• **Формулировка задания 1**
Перепишите без изменений строки из приведённых ниже записей, начиная со строки, содержащей «Shelf-audit tagging: for every instance of the birdhouse roof», и заканчивая строкой, содержащей «x=167, y=25».

• **Исходный текст**
Мы сказали, что он был в пище воздержен. Был он вовсе и не прихотлив. Но как никогда не писал он наобум, так и есть наобум не любил. В этом отношении был он взыскателен. У него был свой слог и в пище: нужны были припасы свежие, здоровые, как можно более естественно изготовленные. Неопрятности, неряшества, безвкусия не терпел он ни в чем. Обед его был всегда сытный, хорошо приготовленный и не в обрез, несмотря на общие экономические порядки дома. В Петербурге два-три приятели могли всегда свободно являться к обеду его и не возвращались домой голодными.

В 1816 году обедал он у Державина. Обед был очень плохой. Карамзин ничего есть не мог. Наконец к какому-то кушанью подают горчицу; он обрадовался, думая, что на ней отыграться можно и что она отобьет дурной вкус: вышло, что и горчица была невозможна.

Державин был более гастроном в поэзии, нежели на домашнем очаге. У него встречаются лакомые стихи, от которых слюнки по губам так и текут. Например:

Там славный окорок Вестфальской,
Там звенья рыбы Астраханской,
Там плов и пироги стоят.
Шампанским вафли запиваю.

В двух первых стихах рифма довольно тощая, но содержание стихов сытное. – Или:

Багряна ветчина, зелены щи с желтком,
Румяно-желт пирог, сыр белый, раки красны.
Тут есть и янтарь-икра, и щука с голубым пером. А эта прелесть:
Младые девы угощают,
Подносят вина чередой:
И Алиатико с Шампанским,
И пиво русское с Британским,
И Мозель с Зельцерской водой.

* * *

Одно лицо, довольно значительное в городе, имело обыкновение забирать через посланного в Ренских погребах с дюжину бутылок разных вин, дескать на пробу. Эти постоянно-пробные вина служили украшением стола в дни тезоименитства хозяина или в другие торжественные семейные дни. Дома срывал он ярлыки с бутылок и, для вящего эффекта, импровизировал свои, которые и записывались крупными буквами рукой канцелярского служителя, например: Дрей-лафит, Шато-малага, настоящее английское шампанское первого сорта, и так далее.

* * *

По возвращении наших войск из Парижа, ходило в обществе много забавных анекдотов о неожиданных приключениях некоторых из наших офицеров, не знавших французского языка.

Например, входит офицер в ресторан и просит diner, по заученному им слову. Ему подают карту и карандаш. Он ничего разобрать не может и смело отхватывает карандашом первые четыре кушанья, означенные на карте. «Странный обед у этих французов, – говорил он после, – мне подали четыре тарелки разных супов». Дело в том, что, по незнанию французской грамоты, он размахнулся карандашом по графе potages.

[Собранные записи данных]
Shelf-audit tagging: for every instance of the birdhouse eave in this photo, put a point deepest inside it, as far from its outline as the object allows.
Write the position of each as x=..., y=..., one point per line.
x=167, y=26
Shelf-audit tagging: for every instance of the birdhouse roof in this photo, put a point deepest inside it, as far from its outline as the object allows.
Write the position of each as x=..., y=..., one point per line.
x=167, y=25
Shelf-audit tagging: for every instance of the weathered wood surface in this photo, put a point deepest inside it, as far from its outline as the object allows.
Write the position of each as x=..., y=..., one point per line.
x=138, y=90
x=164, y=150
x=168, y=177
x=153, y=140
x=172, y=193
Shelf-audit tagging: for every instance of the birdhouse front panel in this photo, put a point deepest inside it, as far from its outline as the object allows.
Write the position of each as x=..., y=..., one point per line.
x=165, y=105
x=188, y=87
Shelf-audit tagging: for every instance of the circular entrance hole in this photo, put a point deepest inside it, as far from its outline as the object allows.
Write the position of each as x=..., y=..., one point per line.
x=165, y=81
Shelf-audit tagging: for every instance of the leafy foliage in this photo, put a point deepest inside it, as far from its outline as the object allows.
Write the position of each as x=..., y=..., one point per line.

• **Формулировка задания 2**
Приведите фрагмент исходного текста выше, начиная со слов «Державин был более» и заканчивая словами «белый, раки красны.», заменив в нём «окорок» на «балык».

• **Полный ответ 1**
Shelf-audit tagging: for every instance of the birdhouse roof in this photo, put a point deepest inside it, as far from its outline as the object allows.
Write the position of each as x=..., y=..., one point per line.
x=167, y=25

• **Полный ответ 2**
Державин был более гастроном в поэзии, нежели на домашнем очаге. У него встречаются лакомые стихи, от которых слюнки по губам так и текут. Например:

Там славный балык Вестфальской,
Там звенья рыбы Астраханской,
Там плов и пироги стоят.
Шампанским вафли запиваю.

В двух первых стихах рифма довольно тощая, но содержание стихов сытное. – Или:

Багряна ветчина, зелены щи с желтком,
Румяно-желт пирог, сыр белый, раки красны.